Uma das áreas que mais aprofundei em prática e em conhecimento numa primeira fase do meu percurso profissional foi o IVA.
E desde cedo em ligação com operações de comércio internacional, uma espécie de prelúdio para a que viria a ser, também, uma área de aprofundamento consequente – a Aduaneira.
“Hoje” reconheço o meu percurso de aprendizagem, prática e aquisição de conhecimento como “perfeito”, no sentido de que me permitiu aliar duas das áreas de tributação indireta que, fazendo parte do universo de conhecimento relevante para a estruturação e operacionalização de movimentos internacionais de bens, são o que gosto de apelidar como “amigos inseparáveis”.
E esta semana, opinando sobre operações em planeamento – na fase negocial – envolvendo vendas sucessivas e um único fluxo de transporte de “importação” de bens no território aduaneiro e fiscal da União Europeia, voltei a confrontar-me:
- Com a confirmação das vantagens de deter ambos os conhecimentos: o de IVA e o Aduaneiro,
- Assim como com o ainda poder ser comum quem detém o conhecimento aduaneiro não dominar o IVA (e vice-versa).
A lógica de ambos – Aduaneiro e IVA – no que toca a movimentos internacionais de bens tem por base uma premissa que deve ser sempre o “Norte”: a da congruência.

* [Excerto da fonte]:

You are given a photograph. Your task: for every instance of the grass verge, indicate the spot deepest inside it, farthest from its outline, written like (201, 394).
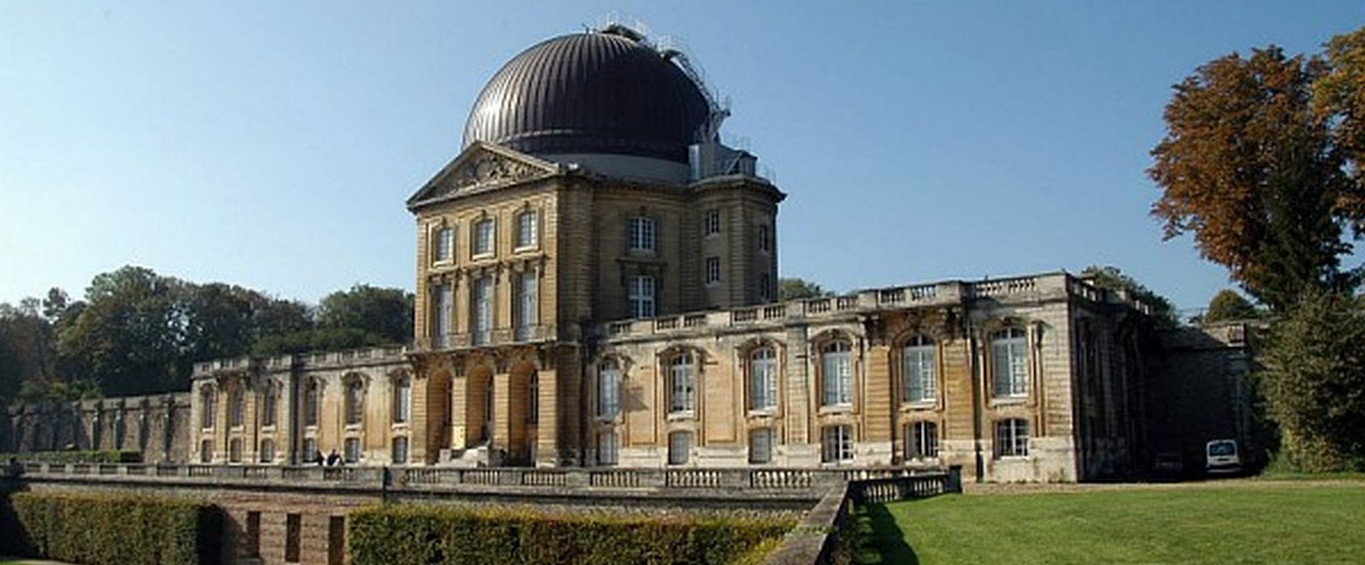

* [Tarefas e exercícios]:
[1] Traduza para inglês esta frase do texto sobre IVA e Aduaneiro: “Uma das áreas que mais aprofundei em prática e em conhecimento numa primeira fase do meu percurso profissional foi o IVA.”
[2] Por favor, copie do texto sobre IVA e Aduaneiro o trecho que abre com as palavras que contêm "Uma das áreas" e fecha com "consequente – a Aduaneira.".
Este material provém de outra fonte.

* [Respostas por tarefa]:
[1] One of the areas I explored most deeply, in practice and in knowledge, in an early phase of my professional career was VAT.

[2]
Uma das áreas que mais aprofundei em prática e em conhecimento numa primeira fase do meu percurso profissional foi o IVA.
E desde cedo em ligação com operações de comércio internacional, uma espécie de prelúdio para a que viria a ser, também, uma área de aprofundamento consequente – a Aduaneira.